■ **Vos tâches**
1. Indiquez, s'il vous plaît, si chacune des affirmations suivantes concorde avec l'entretien sur le film. Répondez par oui ou non et citez les mots décisifs de l'entretien.
(a) Sophie Muselle est psychologue.
(b) Le projet s'inspire de l'histoire d'une amie commune infirmière psychiatrique.
(c) Les auteurs ont voulu indiquer si Alexia faisait bien les choses ou non.
2. Répondez brièvement à ces questions sur l'entretien.
(a) Dans quel type d'établissement la jeune infirmière fait-elle son stage ?
(b) Quel est le nom de la troupe de théâtre que met en scène Sophie Muselle ?
(c) De qui le spectateur adopte-t-il complètement le point de vue ?

■ **Texte à lire**
——

Guerin Van de Vorst : Je dirais que c'est avant tout le portrait d'une jeune infirmière stagiaire dans un hôpital psychiatrique qui va à la fois devoir se battre contre la machine médico-légale avec laquelle elle entre en opposition, mais aussi avec la violence des patients et sa propre tendance à agir en fonction de ses affects.
Quelles sont les origines du projet ?
Sophie Muselle : Je suis psychologue, psychothérapeute et je suis metteur en scène d'une troupe de théâtre, L'appétit des Indigestes, qui mélange des personnes qui sont passées en psychiatrie ou pas. La question de la psychiatrie et de comment on traite les personnes psychiatrisées m'intéresse depuis toujours. Nous avions une amie commune infirmière psychiatrique qui nous a raconté son histoire. On s’en est inspiré.
G.V.d.V. : Pour questionner la société, c’est intéressant de voir ce qui ce qui se passe à l'intérieur des hôpitaux psychiatriques, il y a énormément de jeunes particulièrement avec des problèmes psychiques aujourd'hui. De quelle manière sont-ils pris en charge ? Il nous semblait intéressant d’accompagner une jeune femme qui doit apprendre le métier, le spectateur adopte complètement son point de vue.
S.M. : On voulait montrer une jeunesse qui cherche, qui se trompe, qui recommence, et qui n'abandonne pas. On n’a pas voulu donner de réponse, savoir si Alexia faisait bien ou pas les choses. Ce qu'on a voulu montrer, c'est qu’elle les faisait avec tout son cœur et avec tout son idéalisme.

——

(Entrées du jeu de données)
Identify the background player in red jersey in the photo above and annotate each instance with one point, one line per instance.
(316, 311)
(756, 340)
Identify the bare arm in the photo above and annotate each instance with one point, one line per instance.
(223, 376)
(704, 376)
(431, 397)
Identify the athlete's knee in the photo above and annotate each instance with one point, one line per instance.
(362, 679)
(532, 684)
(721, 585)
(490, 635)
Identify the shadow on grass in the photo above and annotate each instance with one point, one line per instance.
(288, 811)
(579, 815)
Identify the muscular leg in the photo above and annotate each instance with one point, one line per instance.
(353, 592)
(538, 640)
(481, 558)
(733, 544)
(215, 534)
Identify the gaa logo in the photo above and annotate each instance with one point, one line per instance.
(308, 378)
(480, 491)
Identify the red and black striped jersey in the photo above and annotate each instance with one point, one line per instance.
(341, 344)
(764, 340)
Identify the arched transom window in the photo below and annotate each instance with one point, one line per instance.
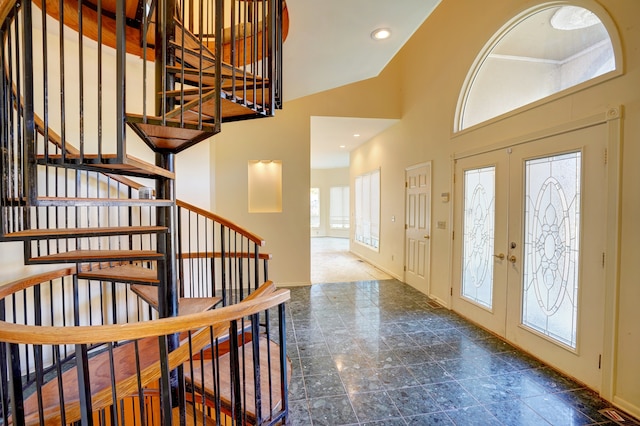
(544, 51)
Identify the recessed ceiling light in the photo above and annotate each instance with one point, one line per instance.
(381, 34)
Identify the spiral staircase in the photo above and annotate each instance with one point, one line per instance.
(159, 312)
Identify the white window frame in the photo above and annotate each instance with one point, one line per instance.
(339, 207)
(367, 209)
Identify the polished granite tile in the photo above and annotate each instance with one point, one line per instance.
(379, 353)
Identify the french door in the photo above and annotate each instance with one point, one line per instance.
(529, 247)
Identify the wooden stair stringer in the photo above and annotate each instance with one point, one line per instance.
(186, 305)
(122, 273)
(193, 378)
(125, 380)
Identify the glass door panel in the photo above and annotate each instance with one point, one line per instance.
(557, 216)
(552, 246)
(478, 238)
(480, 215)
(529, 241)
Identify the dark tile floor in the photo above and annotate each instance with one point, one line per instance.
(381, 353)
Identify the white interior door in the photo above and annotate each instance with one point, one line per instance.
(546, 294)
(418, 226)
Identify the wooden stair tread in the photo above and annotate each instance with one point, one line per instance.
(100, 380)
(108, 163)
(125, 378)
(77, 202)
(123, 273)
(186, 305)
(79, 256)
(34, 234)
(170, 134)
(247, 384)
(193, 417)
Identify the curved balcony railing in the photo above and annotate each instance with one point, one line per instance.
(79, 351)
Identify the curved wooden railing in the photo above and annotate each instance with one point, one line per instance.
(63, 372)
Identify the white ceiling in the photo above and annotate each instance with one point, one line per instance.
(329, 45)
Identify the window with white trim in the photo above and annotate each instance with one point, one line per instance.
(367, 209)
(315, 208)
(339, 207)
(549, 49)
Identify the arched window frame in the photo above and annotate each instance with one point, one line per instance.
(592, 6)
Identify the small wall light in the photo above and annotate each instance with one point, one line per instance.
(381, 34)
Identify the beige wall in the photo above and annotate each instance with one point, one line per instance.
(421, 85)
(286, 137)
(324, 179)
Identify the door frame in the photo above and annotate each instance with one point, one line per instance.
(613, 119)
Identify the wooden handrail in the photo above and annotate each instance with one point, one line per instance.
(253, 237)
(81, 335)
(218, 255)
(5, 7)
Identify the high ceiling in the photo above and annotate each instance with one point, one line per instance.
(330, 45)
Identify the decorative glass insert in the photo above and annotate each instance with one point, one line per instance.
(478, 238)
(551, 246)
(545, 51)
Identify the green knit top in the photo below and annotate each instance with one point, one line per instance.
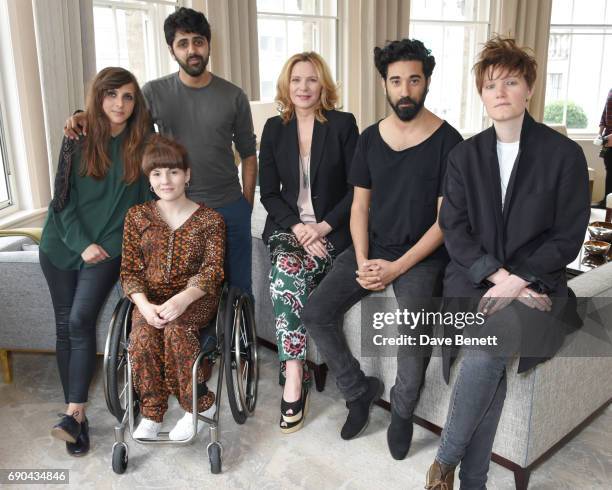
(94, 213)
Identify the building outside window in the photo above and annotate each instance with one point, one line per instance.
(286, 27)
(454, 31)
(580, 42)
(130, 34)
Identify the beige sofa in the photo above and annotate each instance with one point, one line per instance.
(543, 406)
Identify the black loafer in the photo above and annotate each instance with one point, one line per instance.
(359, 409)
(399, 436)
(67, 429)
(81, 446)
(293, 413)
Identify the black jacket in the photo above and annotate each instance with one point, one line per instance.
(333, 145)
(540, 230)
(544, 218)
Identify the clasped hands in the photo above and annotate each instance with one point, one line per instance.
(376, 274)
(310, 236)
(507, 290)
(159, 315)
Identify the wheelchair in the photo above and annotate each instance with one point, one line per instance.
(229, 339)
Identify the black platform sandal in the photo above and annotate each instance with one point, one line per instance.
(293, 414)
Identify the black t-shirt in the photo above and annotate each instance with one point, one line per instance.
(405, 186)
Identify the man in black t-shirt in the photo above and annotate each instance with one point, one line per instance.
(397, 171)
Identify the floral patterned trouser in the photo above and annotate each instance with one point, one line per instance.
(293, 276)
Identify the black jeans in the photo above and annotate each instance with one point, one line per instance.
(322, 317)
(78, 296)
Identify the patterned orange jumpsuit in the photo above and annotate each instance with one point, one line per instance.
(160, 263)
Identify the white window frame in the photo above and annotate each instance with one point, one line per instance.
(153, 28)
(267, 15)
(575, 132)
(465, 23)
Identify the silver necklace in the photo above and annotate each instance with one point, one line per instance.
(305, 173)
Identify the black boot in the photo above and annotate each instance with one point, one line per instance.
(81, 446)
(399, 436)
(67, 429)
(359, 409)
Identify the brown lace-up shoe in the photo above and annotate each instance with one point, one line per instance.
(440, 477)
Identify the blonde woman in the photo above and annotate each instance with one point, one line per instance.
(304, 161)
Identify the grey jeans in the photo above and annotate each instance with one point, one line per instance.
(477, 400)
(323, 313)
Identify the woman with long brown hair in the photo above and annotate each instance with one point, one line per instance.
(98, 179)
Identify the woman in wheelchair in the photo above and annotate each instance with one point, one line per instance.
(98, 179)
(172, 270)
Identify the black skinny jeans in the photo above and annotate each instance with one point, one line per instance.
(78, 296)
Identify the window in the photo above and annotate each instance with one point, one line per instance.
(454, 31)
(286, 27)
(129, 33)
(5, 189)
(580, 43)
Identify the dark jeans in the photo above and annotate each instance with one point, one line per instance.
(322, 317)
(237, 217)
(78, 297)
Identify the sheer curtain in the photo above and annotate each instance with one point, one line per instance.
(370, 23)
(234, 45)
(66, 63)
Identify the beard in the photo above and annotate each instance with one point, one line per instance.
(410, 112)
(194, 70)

——

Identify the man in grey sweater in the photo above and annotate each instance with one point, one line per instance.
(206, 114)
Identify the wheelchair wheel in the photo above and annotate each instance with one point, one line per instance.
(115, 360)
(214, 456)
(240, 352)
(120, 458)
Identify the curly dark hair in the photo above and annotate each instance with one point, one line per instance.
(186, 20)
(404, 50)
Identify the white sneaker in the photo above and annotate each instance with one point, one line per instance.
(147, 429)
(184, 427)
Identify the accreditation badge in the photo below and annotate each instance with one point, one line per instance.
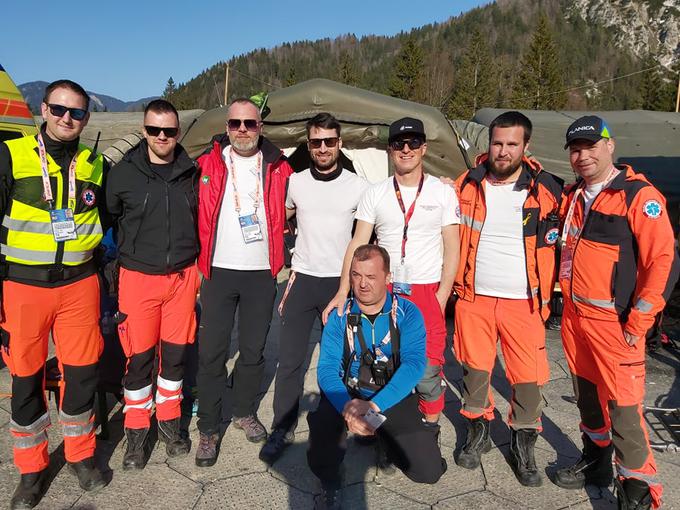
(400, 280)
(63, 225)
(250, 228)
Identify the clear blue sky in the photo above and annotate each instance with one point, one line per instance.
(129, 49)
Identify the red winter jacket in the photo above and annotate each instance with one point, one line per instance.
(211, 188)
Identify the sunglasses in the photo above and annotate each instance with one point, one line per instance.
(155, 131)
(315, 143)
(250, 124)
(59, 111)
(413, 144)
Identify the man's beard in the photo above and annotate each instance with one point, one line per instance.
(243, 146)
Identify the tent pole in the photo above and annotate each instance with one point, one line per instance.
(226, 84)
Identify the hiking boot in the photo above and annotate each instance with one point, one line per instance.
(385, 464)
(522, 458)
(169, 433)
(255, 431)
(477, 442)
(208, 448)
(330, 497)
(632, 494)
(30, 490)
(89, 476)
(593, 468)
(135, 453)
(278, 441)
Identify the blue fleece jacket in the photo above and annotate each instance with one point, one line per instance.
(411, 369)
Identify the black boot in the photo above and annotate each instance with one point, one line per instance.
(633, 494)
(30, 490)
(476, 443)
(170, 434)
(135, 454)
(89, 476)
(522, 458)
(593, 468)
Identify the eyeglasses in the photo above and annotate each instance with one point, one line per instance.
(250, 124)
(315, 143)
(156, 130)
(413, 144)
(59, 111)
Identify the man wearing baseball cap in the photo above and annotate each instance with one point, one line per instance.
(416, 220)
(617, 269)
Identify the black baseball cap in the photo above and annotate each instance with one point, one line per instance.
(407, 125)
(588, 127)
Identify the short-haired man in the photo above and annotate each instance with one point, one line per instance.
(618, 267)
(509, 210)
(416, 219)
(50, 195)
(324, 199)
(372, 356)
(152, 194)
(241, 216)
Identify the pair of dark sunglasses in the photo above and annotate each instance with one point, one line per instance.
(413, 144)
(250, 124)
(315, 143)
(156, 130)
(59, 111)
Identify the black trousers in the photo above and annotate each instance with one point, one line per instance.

——

■ **Solutions par tâche**
1.
(a) Oui : « Je suis psychologue, psychothérapeute »
(b) Oui : « Nous avions une amie commune infirmière psychiatrique qui nous a raconté son histoire. »
(c) Non : « On n’a pas voulu donner de réponse, savoir si Alexia faisait bien ou pas les choses. »

2.
(a) Dans un hôpital psychiatrique.
(b) L'appétit des Indigestes.
(c) Celui de la jeune femme qui doit apprendre le métier.